— To do —
Please render the data as a numbered list, from its first line through the line containing "471 324 L 471", skipping blank lines and leaving out the pictures.

— Material for this exercise —

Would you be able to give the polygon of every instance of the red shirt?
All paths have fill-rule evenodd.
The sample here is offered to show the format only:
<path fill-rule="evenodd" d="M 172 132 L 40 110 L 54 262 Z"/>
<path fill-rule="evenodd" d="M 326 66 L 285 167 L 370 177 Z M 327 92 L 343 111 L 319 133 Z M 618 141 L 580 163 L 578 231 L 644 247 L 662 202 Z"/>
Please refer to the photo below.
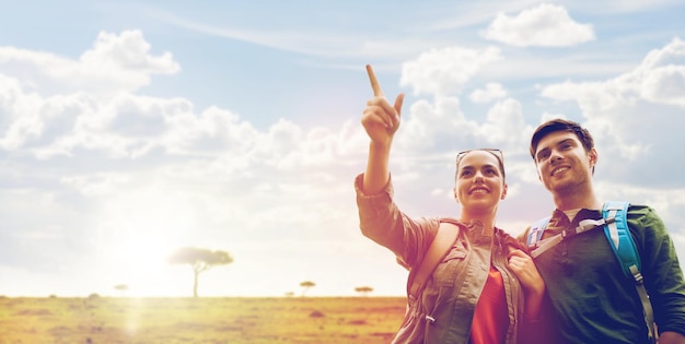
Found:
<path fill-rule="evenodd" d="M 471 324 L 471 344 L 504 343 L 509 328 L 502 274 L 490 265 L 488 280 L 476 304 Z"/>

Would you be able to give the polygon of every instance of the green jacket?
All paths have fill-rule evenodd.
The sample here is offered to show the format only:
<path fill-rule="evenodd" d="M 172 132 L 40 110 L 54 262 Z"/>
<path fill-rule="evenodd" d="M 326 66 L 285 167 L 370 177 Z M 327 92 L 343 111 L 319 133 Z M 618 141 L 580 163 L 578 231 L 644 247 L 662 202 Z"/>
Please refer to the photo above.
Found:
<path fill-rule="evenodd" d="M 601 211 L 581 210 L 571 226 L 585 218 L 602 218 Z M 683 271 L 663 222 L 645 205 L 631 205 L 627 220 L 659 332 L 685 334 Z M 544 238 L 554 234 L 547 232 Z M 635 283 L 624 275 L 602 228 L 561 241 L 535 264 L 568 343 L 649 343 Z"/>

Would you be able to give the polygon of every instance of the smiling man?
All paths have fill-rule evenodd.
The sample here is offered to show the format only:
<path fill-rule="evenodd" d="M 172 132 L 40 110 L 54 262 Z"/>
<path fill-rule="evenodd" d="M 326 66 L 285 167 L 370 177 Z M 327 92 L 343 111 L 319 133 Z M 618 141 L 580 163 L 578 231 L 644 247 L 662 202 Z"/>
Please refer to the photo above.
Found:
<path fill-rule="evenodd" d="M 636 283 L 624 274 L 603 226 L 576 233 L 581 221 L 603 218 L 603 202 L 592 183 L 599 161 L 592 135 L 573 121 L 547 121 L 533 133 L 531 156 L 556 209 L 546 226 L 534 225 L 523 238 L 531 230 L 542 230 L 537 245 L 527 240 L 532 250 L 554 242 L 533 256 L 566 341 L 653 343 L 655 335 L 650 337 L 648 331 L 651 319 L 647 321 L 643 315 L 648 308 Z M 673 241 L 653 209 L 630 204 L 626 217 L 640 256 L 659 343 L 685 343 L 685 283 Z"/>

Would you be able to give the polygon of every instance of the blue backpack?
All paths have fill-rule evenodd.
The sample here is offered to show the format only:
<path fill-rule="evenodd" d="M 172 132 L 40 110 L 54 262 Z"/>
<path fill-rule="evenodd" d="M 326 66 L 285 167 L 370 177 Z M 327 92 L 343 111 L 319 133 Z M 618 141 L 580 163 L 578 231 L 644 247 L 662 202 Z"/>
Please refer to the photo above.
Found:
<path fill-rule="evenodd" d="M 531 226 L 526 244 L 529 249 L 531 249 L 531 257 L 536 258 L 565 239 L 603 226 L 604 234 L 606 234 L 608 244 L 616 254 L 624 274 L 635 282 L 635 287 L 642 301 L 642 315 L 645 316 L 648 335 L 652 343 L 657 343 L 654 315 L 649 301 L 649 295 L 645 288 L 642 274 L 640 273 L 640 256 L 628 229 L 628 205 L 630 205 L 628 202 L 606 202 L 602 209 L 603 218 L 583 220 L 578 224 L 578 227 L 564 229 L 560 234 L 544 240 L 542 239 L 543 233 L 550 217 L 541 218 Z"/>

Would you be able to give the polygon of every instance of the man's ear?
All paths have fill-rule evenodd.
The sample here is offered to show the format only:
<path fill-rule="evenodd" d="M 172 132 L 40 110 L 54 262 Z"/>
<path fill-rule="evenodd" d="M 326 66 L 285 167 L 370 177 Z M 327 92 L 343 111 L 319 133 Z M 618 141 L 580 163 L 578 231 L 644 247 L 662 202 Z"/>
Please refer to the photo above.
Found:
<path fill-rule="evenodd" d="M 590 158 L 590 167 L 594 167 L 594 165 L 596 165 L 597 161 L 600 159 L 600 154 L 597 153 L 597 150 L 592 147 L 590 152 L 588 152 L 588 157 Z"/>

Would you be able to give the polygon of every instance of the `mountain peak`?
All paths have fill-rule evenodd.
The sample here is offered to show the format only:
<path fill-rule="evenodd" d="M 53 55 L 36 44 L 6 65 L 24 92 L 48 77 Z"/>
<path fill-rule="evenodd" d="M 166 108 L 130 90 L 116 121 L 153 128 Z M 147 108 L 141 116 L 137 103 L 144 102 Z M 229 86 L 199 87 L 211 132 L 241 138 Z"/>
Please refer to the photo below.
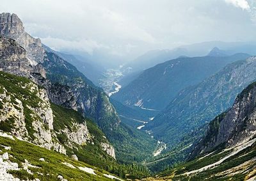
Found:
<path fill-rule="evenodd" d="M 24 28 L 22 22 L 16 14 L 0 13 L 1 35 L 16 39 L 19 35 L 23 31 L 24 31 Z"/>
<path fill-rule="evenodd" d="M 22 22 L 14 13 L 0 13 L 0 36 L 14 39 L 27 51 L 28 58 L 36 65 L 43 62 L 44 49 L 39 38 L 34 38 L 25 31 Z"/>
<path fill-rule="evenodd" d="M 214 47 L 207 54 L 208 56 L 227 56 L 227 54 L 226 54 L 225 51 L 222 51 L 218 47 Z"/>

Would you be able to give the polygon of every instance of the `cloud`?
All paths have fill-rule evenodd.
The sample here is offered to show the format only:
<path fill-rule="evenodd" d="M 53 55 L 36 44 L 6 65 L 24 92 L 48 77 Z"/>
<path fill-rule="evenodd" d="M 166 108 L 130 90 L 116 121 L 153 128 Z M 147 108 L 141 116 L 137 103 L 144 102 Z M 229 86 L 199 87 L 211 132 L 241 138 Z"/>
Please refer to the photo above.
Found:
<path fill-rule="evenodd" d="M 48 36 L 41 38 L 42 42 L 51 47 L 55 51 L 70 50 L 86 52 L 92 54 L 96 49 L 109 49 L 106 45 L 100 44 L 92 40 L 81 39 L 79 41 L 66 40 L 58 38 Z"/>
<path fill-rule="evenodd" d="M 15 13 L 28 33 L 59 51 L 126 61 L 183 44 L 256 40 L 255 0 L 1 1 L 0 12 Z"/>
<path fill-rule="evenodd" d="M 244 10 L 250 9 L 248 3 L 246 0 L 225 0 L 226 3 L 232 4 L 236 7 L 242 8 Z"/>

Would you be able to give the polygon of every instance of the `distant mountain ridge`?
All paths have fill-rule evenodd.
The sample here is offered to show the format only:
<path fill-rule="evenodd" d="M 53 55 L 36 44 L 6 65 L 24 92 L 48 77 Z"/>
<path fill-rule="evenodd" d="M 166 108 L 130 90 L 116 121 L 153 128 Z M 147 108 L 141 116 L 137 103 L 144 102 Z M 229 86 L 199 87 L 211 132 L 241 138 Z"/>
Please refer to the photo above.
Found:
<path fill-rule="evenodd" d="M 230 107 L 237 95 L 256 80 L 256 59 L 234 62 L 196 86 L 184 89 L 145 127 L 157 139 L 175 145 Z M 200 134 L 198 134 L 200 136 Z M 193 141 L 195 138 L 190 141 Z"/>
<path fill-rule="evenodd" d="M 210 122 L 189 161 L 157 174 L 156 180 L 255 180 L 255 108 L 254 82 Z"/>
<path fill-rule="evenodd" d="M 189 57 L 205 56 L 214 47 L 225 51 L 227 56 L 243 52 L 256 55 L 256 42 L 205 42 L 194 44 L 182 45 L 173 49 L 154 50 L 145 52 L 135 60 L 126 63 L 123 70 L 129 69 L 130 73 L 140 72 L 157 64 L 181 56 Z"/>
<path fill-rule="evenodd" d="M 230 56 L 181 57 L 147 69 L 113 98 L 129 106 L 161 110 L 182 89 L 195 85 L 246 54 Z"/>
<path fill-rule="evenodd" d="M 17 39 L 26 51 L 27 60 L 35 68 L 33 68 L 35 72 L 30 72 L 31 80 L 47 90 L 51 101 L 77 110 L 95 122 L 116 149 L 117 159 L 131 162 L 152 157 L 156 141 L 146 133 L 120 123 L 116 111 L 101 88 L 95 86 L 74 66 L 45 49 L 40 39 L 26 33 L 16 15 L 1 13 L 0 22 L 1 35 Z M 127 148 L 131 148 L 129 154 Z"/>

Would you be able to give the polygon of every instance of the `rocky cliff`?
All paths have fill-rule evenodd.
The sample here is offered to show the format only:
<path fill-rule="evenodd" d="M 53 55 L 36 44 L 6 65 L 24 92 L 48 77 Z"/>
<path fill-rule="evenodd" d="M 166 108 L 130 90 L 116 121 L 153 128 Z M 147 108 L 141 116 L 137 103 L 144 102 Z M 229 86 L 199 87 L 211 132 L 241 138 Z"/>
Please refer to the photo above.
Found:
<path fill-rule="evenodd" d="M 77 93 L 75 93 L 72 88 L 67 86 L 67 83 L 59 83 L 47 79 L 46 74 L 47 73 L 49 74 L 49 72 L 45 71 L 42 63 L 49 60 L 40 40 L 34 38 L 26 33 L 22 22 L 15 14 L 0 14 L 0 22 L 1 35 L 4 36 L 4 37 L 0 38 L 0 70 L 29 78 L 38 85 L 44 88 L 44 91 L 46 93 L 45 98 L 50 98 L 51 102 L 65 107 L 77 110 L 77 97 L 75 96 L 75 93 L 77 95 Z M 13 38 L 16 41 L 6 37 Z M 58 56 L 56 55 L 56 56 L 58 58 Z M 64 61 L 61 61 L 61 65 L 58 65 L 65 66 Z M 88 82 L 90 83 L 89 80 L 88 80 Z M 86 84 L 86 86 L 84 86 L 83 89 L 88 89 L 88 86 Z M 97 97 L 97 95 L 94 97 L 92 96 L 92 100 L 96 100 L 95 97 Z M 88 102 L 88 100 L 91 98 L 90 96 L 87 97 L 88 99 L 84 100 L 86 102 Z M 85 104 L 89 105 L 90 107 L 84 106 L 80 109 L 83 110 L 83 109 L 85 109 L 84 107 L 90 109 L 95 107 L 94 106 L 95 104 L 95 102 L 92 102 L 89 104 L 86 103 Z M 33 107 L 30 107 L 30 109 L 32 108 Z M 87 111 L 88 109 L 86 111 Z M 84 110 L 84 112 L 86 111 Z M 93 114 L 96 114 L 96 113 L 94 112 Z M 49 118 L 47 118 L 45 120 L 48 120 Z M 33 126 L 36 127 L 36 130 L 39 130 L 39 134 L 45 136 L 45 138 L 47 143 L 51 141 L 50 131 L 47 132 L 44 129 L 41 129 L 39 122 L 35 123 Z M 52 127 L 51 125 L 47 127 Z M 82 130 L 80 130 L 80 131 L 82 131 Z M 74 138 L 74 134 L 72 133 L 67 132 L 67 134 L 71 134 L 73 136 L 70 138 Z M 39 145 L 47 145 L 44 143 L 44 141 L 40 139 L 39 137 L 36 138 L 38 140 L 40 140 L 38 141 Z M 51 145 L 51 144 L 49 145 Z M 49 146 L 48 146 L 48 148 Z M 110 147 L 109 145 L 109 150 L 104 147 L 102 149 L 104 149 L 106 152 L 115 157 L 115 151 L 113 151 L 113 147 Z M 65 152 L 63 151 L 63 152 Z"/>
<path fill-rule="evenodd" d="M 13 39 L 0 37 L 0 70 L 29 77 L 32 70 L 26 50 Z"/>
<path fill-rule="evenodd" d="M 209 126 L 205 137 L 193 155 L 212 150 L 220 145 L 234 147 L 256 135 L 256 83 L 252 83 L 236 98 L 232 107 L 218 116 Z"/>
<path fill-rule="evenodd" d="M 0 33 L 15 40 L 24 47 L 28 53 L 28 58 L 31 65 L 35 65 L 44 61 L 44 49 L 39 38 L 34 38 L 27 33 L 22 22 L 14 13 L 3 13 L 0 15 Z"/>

— Exercise answer —
1. Would you be able to give the polygon of every instance of the red shirt?
2. All paths have fill-rule evenodd.
3. The sample here is offered to show the format only:
4. <path fill-rule="evenodd" d="M 172 132 L 40 110 L 54 262 Z"/>
5. <path fill-rule="evenodd" d="M 326 66 L 285 167 L 370 177 Z M 327 92 L 343 111 L 319 133 Z M 618 141 L 580 163 L 578 231 L 644 247 L 662 202 Z"/>
6. Please refer to the photo below.
7. Found:
8. <path fill-rule="evenodd" d="M 471 324 L 471 344 L 504 343 L 509 328 L 502 274 L 490 265 L 488 280 L 476 304 Z"/>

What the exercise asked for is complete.